* [Task instructions]: Copy out all of the material below word for word, keeping every line as it appears.

* start Records supplied *

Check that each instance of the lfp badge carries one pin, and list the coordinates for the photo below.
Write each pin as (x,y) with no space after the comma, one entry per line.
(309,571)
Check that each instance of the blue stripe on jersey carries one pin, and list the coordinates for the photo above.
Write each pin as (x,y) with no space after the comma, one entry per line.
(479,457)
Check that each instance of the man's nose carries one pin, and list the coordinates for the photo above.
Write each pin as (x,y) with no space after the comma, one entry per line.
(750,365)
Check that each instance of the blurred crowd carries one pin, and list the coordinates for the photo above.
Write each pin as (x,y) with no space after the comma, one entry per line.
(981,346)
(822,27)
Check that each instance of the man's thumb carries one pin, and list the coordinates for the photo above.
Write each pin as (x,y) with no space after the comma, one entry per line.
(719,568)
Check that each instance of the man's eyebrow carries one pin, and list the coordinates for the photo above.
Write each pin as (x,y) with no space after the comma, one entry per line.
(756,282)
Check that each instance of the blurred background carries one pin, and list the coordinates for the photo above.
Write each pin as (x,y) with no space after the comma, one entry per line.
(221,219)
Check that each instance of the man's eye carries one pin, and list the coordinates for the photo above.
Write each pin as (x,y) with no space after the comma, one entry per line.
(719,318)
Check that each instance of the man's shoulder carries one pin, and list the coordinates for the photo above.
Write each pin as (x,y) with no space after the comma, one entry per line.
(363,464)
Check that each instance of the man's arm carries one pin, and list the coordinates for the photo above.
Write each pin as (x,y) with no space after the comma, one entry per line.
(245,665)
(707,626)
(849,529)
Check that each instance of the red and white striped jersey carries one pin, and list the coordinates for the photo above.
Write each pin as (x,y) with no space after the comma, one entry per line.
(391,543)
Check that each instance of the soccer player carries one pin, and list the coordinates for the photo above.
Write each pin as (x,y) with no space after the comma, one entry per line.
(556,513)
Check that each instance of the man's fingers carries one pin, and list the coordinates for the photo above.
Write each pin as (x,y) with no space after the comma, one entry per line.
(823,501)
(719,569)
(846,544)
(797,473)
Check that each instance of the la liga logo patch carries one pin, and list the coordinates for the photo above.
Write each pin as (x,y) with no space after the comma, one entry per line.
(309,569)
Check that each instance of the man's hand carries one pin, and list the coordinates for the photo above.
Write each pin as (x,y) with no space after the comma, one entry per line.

* end Records supplied *

* [In response]:
Check that each instance of the lfp badge carries one pin, and list the coordinates for the photo below.
Write each pin as (x,y) with no space after the comma, one entry per line.
(309,571)
Check that each instance of the blue stripe on jersey carries one pin, and list the coordinates for the photo above.
Write each pin as (x,y) with no space after the comma, one entry per line.
(479,457)
Check that each instance of the man's nose carries one pin, and list the coordinates for the photo above.
Write each pin as (x,y) with no space after the comma, one entry per line.
(750,365)
Check that each instance of the blurred crowd carries one pin, and list the coordinates for the photo above.
Write each pin as (x,y) with no space after the comma, one entry per line.
(981,346)
(822,27)
Check that each instance of the man's thumb carries one pin, and list the coordinates for the photo above.
Write each pin as (x,y) with no space after the comma, one entry per line.
(719,568)
Check that each instance of the man's eyebrow carries one pin, and list the coordinates for the photo above.
Write each pin as (x,y) with no space after the comma, one entry per line.
(756,282)
Check that each instance of the blurred background carries one pin, and list the coordinates for the photo above.
Write each pin as (x,y) with no space after the comma, one entry per line.
(221,219)
Check that each instance of the man's eye carries one pin, and list the coordinates for the photo above.
Write each pin as (x,y) with no space after the comma, one entry per line.
(719,318)
Check that each instance of the man's shoulder carries one pin, and list the coordinates for the photo above.
Write each pin as (x,y) with no space after the comma, one entry per line.
(363,464)
Check that each instance of the man's arm carries one pin, and list the coordinates for the photo above.
Write each pin as (x,y) with no space after the comma, one entry per line.
(245,665)
(707,626)
(849,529)
Check that each instance of the red and white striped jersey carries one pin, and list the coordinates for the photo above.
Write each pin as (x,y) with no space after the comma, one entry per line.
(391,543)
Check that each instance of the soccer player carries one pin, and list the coordinates for the photo above.
Write each pin as (x,y) with no space after the comma, one entry per line.
(556,513)
Check that each instance of the man's fingers carries one pin, and list the coordinates for the photo above.
Write each pin as (x,y) with no space after the comma, one entry per line.
(823,501)
(719,569)
(846,544)
(797,473)
Check that each instance of the la liga logo patch carries one pin, and list the coordinates for the photo above.
Write each pin as (x,y) with no space after the comma, one entry per line.
(309,569)
Check that each instance of the man's hand carries one pin, and list the coordinates for the photo above.
Write each pin as (x,y) with no space after the comma, one entry per line.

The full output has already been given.